Document excerpt START

Washington, July 28 : New research from at Memorial Sloan-Kettering Cancer Center in New York City suggests that hormone deprivation therapy, which is commonly used to treat prostate cancer, may adversely affect cognition in patients.
The finding that hormone deprivation therapy may impair the ability to recall and concentrate in some patients results from a review of previous studies, appearing in the journal CANCER.
Dr. Christian Nelson, a psychologist behind the review, suggests clinicians and patients to be aware of such potential effects, and to watch closely for their appearance.
The Hormone deprivation therapy, also known as androgen depletion therapy, basically involves androgen depletion through chemical castration with drugs such as leuprolide and goserelin.
Prostate cancer patients who are prescribed these drugs often stay on them for the duration of their life, and the researchers have been documenting the potential adverse effects associated with their use.
Dr. Nelson and his colleagues have observed that men on such drugs may experience hot flashes, osteoporosis, anaemia, fatigue, loss of libido, erectile dysfunction, risk of diabetes, risk of cardiovascular disease, emotional distress, and other effects.

Document excerpt END
Data shown START

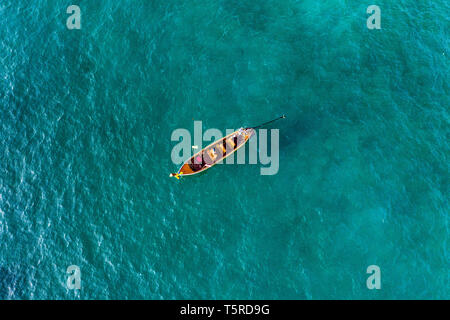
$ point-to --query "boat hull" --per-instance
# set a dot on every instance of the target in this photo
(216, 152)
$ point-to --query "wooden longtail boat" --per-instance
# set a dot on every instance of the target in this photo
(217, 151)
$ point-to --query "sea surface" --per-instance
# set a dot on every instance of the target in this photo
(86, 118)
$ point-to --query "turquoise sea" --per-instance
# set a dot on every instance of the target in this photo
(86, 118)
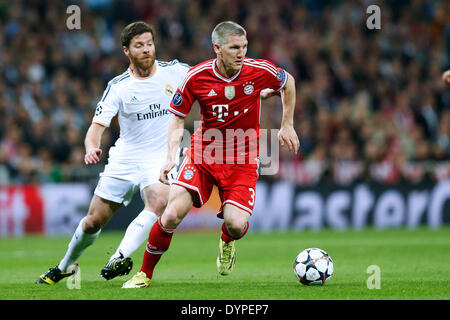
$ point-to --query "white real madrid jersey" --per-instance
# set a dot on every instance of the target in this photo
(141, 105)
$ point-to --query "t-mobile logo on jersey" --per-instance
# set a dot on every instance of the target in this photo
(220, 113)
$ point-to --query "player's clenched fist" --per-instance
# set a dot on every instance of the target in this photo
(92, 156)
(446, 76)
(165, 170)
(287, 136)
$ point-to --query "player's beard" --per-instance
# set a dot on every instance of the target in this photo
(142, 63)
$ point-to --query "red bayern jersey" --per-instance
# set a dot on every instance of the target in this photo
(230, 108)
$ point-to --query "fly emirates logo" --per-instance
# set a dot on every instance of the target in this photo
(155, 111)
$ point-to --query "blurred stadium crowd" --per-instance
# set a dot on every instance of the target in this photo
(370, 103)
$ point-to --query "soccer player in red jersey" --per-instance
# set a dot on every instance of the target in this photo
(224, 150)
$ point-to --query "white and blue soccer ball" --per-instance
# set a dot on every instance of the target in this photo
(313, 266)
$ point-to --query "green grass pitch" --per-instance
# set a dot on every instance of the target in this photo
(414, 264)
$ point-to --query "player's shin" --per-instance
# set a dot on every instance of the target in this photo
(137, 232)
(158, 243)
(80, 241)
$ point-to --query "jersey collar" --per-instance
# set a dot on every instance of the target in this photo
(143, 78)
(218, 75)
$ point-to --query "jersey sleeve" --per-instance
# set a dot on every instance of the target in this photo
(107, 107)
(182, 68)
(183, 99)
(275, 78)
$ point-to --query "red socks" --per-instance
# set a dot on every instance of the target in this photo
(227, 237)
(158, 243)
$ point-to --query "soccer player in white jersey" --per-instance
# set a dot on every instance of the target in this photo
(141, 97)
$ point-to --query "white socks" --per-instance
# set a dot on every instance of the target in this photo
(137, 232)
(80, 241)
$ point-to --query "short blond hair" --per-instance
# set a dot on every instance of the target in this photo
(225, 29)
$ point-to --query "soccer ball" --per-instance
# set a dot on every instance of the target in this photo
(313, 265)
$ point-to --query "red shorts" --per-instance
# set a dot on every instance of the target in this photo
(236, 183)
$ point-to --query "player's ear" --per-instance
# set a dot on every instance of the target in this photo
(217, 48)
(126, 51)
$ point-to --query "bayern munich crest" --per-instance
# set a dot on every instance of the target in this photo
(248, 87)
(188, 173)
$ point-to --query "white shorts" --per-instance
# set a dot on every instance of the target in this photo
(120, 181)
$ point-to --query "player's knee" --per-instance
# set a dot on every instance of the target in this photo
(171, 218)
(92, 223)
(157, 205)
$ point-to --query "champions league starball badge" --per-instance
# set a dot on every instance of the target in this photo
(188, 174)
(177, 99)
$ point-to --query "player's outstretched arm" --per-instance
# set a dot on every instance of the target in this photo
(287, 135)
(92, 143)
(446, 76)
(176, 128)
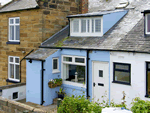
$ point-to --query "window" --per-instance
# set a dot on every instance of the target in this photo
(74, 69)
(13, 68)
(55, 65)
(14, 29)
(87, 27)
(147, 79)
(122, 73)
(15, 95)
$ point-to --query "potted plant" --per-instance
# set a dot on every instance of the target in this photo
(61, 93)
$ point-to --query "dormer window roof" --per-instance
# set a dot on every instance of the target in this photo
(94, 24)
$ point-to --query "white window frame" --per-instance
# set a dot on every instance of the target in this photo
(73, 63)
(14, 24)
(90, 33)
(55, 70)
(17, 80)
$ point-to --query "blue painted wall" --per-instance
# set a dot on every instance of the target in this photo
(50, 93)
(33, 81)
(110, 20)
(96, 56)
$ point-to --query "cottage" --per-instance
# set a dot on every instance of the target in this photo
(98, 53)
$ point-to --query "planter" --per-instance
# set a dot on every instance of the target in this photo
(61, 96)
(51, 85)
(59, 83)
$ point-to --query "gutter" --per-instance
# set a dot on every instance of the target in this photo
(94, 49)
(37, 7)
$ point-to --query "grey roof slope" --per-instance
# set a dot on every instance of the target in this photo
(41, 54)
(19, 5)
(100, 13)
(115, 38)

Data shown END

Task instructions
A. Summarize the article on hormone deprivation therapy for prostate cancer in two sentences.
B. Carry on the article about hormone deprivation therapy for prostate cancer from its final sentence.
The records have no connection to the text.

Answers for the exercise
A. A review of previous studies by researchers at Memorial Sloan-Kettering Cancer Center, appearing in the journal CANCER, suggests that hormone deprivation therapy for prostate cancer may impair some patients' ability to recall and concentrate. The therapy depletes androgens through chemical castration with drugs such as leuprolide and goserelin, which patients often take for life and which may bring effects such as hot flashes, osteoporosis, fatigue, and emotional distress.

B.
Their study also suggests that androgen depletion may impact cognitive functioning, which can affect a patient's decision-making skills and quality of life.
For their review, the researchers performed a systematic literature search of studies in animals and humans.
Dr. Nelson says that their review showed that testosterone and its derivatives might impact cognition through several mechanisms in the brain, such as modulating brain chemicals called neurotransmitters and stimulating the connections between neurons.
He says that studies that have examined the impact of androgen depletion therapy in prostate cancer patients indicate that between 47 and 69 per cent of men being treated decline in at least one cognitive area, most commonly in processes dependent on spatial ability, and in high-order capacities such as the ability to multi-task.
The researchers say that more thorough studies that include brain imaging techniques are needed to better understand the nature and extent of the cognitive effects of androgen depletion.
Besides, they are exploring the effectiveness of using androgen depletion therapy in men with rising levels of prostate specific antigen, a potential precursor to prostate cancer.
"As the use of androgen depletion therapy increases, clinicians should become aware of this relationship (with cognitive decline), and inform and monitor patients for this possible side effect of treatment," the authors concluded.